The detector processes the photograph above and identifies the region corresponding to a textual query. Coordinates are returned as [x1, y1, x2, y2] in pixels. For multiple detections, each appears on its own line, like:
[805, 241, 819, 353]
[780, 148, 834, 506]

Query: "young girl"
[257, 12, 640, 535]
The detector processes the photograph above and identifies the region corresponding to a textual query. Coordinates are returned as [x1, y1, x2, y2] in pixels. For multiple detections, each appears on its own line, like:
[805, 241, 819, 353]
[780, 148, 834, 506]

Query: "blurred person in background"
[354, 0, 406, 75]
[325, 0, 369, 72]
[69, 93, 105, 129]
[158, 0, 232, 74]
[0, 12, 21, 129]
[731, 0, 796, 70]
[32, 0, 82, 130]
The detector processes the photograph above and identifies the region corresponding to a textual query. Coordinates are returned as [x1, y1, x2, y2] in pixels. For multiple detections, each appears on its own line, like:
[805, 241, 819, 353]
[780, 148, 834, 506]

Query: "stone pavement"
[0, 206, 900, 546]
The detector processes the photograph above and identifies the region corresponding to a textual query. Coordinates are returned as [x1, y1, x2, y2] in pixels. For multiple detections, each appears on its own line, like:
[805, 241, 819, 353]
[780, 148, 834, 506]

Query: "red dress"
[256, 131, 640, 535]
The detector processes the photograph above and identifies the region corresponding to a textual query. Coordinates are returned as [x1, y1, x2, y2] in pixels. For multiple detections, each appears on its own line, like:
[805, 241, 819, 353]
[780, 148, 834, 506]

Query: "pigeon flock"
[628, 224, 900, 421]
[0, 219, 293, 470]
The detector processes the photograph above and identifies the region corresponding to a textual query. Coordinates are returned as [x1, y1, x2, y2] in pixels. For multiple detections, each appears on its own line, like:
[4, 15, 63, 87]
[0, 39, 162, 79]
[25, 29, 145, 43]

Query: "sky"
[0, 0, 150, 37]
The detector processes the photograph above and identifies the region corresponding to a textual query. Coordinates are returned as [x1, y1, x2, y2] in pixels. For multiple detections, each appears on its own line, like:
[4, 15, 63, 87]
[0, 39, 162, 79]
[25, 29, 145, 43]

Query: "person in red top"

§

- Aim: Copy all of the data above word for word, keeping every line in its original order.

- Result for this task:
The detector processes the photograph above and identifies the region corresponding to a textual query. Coordinates are returned as [x1, y1, x2, y2] in pixels. For multiple detections, each appears on its own line, like:
[805, 241, 819, 353]
[780, 148, 834, 506]

Query: "young girl"
[257, 12, 640, 535]
The detector processes the photograph above and identifies the region corresponding to a textual query. Coordinates are returned as [x1, y1, x2, y2] in pixels. For multiple detections, each appears on its own line, like:
[805, 241, 819, 353]
[780, 148, 834, 506]

Query: "blurred person in background"
[354, 0, 406, 75]
[325, 0, 369, 72]
[69, 93, 105, 129]
[158, 0, 232, 74]
[0, 12, 21, 129]
[731, 0, 796, 70]
[32, 0, 82, 130]
The detector processes the photograph above and identifies the region corresponding to a textual query. Coordinates are returned as [x1, y1, x2, y2] in pixels. For multiple detections, each appears on its own line, like:
[805, 241, 819, 353]
[780, 148, 834, 506]

Query: "stone pavement"
[0, 206, 900, 546]
The detector processes the photograph above and identifies the region corresponding to a textual query. Coordinates are returned as [x1, y1, x2, y2] in pixels. For multiple detections, each appears on its own line, like:
[805, 241, 819, 353]
[780, 148, 834, 506]

Query: "red dress"
[256, 131, 640, 535]
The detector processes the photograph above and identifies the region corresponding to a textual query. Coordinates are returned as [x1, y1, x2, y2] in pixels. For multiple detections, each appears on its own line, like:
[805, 241, 819, 353]
[780, 148, 834, 506]

Query: "pigeon flock"
[628, 224, 900, 421]
[0, 219, 293, 470]
The detector processes the photograph above and identifies the region corresponding to a textual query. Coordinates are returned as [x1, y1, x2, y2] in pixels. For multiple detections, each appears on its own line, like:
[4, 15, 63, 87]
[0, 39, 162, 79]
[25, 29, 145, 43]

Query: "sky"
[0, 0, 150, 37]
The detector processes the photograph above and identifies the region corresponding to a textual query. Coordinates are returned as [x1, y1, x2, y2] in pixels. For multiple detections, each appears on its own line, like:
[4, 15, 63, 87]
[0, 39, 162, 79]
[25, 29, 145, 43]

Query: "person in red top"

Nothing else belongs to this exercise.